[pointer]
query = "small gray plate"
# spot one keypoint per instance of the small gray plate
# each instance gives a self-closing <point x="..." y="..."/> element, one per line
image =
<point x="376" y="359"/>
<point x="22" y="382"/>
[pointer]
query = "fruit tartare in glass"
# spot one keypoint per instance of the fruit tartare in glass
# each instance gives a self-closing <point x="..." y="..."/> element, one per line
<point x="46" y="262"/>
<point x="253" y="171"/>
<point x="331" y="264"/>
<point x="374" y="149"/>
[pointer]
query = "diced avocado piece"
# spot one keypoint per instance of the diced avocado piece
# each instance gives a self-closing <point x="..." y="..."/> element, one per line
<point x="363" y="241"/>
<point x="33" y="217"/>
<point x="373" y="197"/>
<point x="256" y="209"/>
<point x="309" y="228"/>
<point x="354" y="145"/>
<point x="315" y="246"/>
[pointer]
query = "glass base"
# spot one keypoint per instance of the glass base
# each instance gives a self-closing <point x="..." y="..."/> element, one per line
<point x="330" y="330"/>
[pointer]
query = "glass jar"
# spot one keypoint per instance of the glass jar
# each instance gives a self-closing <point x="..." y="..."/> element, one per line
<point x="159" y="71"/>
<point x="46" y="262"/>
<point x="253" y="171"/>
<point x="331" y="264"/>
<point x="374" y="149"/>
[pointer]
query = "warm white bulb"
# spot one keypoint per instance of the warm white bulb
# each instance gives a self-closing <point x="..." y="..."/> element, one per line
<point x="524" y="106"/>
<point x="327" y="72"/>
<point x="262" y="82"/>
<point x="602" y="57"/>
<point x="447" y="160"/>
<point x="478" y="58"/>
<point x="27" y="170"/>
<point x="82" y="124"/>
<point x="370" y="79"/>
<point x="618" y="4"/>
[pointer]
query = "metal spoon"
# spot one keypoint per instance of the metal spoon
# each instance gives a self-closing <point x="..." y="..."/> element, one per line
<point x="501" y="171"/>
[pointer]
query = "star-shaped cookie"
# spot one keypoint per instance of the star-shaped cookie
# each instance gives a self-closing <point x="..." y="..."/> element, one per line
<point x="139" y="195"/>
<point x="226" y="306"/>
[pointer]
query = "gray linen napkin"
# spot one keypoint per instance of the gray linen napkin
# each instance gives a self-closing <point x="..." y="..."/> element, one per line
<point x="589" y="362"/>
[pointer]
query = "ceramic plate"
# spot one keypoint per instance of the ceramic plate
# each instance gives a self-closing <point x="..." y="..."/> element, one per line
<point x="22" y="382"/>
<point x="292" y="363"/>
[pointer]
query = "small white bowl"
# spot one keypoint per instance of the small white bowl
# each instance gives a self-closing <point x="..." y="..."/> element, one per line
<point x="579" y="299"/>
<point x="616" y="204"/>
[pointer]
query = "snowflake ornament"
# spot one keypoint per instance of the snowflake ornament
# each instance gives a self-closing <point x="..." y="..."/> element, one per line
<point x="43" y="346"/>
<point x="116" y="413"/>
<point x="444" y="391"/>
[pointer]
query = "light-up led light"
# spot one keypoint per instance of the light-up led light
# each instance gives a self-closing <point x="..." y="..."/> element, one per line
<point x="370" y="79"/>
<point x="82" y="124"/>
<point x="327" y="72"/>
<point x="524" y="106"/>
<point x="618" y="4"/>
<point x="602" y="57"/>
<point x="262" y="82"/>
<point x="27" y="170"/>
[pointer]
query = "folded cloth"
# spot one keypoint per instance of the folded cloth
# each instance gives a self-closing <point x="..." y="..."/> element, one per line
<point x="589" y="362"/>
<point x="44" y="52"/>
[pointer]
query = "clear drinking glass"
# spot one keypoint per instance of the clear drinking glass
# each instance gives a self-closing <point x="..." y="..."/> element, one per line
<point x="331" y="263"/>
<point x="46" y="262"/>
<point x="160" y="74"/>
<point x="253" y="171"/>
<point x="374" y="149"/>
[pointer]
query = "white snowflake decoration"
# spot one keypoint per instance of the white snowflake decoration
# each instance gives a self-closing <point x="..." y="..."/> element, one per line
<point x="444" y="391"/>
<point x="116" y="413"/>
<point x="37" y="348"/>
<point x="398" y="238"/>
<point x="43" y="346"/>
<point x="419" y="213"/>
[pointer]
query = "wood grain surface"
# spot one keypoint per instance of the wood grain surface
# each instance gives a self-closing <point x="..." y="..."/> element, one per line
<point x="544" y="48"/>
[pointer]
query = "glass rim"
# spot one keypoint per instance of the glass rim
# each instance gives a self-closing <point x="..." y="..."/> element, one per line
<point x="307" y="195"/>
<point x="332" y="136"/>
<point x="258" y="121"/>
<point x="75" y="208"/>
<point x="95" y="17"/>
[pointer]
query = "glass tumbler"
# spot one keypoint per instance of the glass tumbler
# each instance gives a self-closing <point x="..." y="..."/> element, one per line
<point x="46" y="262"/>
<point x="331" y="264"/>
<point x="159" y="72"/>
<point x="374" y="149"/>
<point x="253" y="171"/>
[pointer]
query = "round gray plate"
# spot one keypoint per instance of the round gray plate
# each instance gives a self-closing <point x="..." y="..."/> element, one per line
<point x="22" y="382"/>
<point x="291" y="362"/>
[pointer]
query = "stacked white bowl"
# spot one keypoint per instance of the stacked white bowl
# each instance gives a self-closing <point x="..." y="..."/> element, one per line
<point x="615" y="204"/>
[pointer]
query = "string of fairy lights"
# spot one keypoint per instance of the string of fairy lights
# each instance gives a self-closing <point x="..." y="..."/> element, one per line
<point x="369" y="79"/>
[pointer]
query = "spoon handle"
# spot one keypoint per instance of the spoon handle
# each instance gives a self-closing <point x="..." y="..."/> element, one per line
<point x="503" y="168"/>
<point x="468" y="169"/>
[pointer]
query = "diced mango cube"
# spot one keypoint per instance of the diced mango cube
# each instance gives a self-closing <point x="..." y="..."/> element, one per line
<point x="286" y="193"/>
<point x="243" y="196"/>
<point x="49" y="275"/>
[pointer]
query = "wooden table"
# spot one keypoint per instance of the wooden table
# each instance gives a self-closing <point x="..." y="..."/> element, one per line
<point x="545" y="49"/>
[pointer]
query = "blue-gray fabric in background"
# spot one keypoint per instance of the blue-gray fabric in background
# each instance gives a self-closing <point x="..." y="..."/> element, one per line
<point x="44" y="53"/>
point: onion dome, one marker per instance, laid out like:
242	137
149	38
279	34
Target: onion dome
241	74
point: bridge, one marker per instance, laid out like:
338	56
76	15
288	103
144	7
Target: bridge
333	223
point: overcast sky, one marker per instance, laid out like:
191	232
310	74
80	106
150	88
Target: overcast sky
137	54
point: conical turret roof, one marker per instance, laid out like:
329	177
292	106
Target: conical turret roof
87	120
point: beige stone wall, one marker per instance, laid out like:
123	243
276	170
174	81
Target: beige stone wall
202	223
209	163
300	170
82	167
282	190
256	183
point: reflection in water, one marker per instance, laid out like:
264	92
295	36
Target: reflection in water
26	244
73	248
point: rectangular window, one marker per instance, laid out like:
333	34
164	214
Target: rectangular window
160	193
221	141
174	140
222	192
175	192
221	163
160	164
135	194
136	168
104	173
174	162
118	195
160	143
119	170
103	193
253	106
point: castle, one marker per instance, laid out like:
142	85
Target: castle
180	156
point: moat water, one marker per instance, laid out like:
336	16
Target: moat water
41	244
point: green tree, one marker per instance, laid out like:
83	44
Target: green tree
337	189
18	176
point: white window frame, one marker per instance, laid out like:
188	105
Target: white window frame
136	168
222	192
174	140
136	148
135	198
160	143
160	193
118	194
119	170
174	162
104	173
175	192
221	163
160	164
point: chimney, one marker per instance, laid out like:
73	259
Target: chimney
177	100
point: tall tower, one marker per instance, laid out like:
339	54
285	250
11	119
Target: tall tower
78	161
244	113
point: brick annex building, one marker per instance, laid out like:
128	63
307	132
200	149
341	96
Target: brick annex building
=-=-=-=-=
- What to do
Where does the string "blue" appear in the records above? Return every line that holds it.

- Answer box
query = "blue-gray fabric in background"
# spot one keypoint per instance of the blue-gray fabric in background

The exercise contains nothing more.